■ **RAW RECORDS**:
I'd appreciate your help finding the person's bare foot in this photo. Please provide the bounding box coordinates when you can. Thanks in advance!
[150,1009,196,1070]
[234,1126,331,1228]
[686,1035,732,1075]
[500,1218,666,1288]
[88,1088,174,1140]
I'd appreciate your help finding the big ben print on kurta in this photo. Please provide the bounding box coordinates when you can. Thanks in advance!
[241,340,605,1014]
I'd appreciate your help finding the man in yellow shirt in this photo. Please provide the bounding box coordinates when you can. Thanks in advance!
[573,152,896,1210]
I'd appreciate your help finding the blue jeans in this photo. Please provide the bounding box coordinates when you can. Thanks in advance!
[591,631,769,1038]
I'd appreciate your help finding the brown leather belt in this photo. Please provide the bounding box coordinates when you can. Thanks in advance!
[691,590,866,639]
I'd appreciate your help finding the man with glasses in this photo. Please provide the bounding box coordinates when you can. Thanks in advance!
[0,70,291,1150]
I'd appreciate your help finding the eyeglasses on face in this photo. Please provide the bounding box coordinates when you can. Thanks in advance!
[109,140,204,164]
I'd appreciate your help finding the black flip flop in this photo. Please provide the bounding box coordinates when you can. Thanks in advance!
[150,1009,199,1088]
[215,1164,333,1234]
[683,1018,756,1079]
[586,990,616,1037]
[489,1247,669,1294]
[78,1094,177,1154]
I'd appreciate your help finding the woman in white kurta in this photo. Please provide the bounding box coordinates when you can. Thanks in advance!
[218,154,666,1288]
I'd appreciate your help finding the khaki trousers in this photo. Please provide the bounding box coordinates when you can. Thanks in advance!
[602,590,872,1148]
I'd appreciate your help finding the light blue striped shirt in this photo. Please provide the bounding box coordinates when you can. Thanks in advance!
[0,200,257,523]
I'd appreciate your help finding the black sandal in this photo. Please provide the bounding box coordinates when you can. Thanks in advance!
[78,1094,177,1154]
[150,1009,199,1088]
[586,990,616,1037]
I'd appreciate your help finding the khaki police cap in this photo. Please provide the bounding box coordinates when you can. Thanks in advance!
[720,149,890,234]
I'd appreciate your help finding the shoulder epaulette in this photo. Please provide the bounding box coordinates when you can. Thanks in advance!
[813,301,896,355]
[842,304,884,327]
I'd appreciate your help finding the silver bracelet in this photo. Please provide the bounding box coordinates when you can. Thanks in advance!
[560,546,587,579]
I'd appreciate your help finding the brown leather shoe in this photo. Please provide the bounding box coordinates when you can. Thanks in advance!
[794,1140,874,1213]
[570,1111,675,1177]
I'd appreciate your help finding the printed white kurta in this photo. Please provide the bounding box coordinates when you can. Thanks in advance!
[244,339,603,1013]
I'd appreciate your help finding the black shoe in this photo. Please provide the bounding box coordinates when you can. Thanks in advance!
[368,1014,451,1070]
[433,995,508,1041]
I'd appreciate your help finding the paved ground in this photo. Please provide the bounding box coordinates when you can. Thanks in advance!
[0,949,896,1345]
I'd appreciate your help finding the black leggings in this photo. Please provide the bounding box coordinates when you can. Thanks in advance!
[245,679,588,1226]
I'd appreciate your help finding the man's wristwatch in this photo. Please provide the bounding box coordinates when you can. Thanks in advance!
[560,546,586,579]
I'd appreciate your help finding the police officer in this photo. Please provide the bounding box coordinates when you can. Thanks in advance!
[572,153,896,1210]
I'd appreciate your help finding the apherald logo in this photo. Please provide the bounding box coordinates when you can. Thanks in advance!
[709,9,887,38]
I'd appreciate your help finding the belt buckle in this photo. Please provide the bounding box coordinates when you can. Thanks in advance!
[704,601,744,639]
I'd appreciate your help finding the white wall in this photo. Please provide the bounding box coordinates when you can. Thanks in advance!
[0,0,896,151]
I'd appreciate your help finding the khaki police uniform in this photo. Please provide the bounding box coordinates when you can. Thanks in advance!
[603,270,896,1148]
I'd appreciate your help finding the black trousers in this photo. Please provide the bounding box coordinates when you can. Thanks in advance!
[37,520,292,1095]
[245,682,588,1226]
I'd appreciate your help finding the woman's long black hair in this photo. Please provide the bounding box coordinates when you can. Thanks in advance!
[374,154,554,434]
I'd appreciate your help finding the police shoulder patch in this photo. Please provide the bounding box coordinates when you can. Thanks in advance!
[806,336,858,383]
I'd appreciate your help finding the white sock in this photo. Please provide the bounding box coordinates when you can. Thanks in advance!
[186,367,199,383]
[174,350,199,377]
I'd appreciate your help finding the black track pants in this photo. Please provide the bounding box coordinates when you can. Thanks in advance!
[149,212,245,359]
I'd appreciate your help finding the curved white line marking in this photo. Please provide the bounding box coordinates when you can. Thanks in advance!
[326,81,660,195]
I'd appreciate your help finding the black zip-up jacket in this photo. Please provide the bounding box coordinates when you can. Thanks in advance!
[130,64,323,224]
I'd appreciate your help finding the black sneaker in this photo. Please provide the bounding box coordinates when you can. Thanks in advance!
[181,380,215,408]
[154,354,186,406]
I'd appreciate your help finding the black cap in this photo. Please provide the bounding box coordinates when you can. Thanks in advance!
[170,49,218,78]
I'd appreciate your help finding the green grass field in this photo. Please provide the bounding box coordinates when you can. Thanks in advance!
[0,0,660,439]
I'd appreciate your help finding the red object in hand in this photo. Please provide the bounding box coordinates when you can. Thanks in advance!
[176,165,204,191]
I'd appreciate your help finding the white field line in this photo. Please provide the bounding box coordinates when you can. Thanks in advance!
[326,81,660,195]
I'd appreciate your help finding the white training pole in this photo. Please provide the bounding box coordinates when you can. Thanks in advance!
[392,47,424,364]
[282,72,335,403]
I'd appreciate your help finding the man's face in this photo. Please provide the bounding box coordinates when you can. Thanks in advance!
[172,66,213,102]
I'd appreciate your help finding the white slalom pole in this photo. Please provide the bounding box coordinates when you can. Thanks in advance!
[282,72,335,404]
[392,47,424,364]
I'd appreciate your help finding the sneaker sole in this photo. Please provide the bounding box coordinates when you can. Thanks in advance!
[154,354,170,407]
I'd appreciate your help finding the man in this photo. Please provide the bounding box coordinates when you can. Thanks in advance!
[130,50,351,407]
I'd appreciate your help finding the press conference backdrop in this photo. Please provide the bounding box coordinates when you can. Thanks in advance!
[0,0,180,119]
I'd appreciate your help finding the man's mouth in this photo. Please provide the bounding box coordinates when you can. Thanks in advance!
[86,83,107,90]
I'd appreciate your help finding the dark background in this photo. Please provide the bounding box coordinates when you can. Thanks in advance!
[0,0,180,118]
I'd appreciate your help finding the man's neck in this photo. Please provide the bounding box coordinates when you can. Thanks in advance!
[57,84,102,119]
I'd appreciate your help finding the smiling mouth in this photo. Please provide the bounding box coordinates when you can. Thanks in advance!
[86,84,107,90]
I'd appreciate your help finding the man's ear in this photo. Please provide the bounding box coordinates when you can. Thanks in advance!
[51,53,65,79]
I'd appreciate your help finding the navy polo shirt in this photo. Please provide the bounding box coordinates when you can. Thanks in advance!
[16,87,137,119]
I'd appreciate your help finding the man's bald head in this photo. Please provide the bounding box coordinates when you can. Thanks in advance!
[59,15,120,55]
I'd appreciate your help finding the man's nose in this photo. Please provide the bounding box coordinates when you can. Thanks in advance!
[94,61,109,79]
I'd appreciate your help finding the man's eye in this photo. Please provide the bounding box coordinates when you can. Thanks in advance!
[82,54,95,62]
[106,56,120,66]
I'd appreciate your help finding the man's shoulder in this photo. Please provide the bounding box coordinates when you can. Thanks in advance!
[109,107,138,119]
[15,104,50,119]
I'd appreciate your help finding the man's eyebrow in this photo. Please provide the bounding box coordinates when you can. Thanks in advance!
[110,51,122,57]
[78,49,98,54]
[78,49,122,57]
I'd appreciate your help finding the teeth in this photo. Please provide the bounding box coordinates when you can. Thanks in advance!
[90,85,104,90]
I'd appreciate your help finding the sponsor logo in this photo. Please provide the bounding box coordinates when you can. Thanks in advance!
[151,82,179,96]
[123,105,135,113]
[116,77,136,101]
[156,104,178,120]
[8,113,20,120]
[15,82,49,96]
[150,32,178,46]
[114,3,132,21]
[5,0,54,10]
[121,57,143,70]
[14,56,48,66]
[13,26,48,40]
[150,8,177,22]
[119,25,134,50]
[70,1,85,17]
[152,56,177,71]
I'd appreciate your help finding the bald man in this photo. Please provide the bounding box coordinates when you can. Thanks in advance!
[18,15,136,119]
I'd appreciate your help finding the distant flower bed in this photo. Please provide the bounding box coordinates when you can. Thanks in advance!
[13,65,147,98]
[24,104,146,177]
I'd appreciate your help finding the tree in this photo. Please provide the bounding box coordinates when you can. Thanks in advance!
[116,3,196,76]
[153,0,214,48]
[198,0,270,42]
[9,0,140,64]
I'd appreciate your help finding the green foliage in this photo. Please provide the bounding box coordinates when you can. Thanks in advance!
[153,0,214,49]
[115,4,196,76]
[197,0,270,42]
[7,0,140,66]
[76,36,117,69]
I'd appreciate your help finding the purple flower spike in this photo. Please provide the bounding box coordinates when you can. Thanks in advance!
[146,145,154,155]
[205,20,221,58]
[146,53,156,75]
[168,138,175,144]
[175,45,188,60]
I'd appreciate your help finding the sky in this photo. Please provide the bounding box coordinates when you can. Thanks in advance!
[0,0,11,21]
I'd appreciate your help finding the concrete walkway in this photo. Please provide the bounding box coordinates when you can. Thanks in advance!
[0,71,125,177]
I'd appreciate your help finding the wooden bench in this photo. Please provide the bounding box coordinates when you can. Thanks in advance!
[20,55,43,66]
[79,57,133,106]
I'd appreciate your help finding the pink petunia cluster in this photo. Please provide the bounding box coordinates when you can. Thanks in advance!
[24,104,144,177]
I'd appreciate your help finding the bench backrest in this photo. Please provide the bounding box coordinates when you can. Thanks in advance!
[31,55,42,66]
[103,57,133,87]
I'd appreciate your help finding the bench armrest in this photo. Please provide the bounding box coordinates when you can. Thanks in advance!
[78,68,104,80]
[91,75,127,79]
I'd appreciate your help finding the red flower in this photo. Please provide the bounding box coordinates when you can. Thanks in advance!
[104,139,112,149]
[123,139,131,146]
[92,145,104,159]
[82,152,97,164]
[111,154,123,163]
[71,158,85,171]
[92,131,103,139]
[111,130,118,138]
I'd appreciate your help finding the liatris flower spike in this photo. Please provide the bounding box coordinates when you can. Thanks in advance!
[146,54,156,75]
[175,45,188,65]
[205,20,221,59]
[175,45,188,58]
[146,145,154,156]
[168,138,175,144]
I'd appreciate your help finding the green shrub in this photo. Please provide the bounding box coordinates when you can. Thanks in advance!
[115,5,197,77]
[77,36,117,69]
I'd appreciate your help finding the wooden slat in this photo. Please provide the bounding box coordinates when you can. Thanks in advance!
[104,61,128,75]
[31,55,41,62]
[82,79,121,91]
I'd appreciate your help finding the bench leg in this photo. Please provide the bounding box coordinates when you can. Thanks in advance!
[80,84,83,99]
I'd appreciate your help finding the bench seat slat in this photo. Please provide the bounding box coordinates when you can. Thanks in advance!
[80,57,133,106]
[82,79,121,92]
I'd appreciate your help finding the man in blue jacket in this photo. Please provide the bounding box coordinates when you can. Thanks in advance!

■ **EXERCISE GOAL**:
Rewrite the data starting at the line that contains "I'd appreciate your help finding the press" and ending at the line that contains "[15,104,50,119]", changing every "man's" to "person's" and leaving everything else as it is.

■ **PROBLEM SOLUTION**:
I'd appreciate your help finding the press conference backdrop in this photo. Please provide the bounding box coordinates when you can. Thanks in advance!
[0,0,180,119]
I'd appreciate your help finding the person's mouth in this photo. Please provide the bounding box coordinates when you can. Thanks in advance!
[86,83,107,90]
I'd appreciate your help finding the dark background in this photo. Please provide the bounding box coordinates when you can. Thanks in advance!
[0,0,180,118]
I'd appreciate your help finding the person's neck in this photo. Please provide the bounding box coordinates when you can. Thanks in advance!
[57,84,102,119]
I'd appreciate your help finding the smiling mouth in this photo. Please provide the bounding box coordinates when you can. Thanks in advance!
[86,84,107,90]
I'd appreciate your help finding the person's ear in this photo. Please provide the bounding box coordinates when you can. Thanks in advance!
[51,53,65,79]
I'd appreciate your help finding the navy polo shirt in this photo. Please provide the bounding box coordinates when you can. Thanks in advance!
[16,87,137,119]
I'd appreciate your help finding the person's bald head in this photo. Please provide the bounding box coordinates when you can. Thanks in advance!
[59,15,120,55]
I'd appreciate your help finding the person's nose in this photo. Please provide the bounding box coordinates when you can. Thanks in advance!
[94,61,109,79]
I'd appreciate your help finding the person's eye in this photo. Please provide the bounding box coordinates when you can. Thanks in advance!
[82,54,95,62]
[106,56,120,66]
I'd appreciate your help finding the person's shoulder in this photo. Please provide the bounding box coordinates when you can. Thanks in advance!
[109,107,138,119]
[15,104,50,119]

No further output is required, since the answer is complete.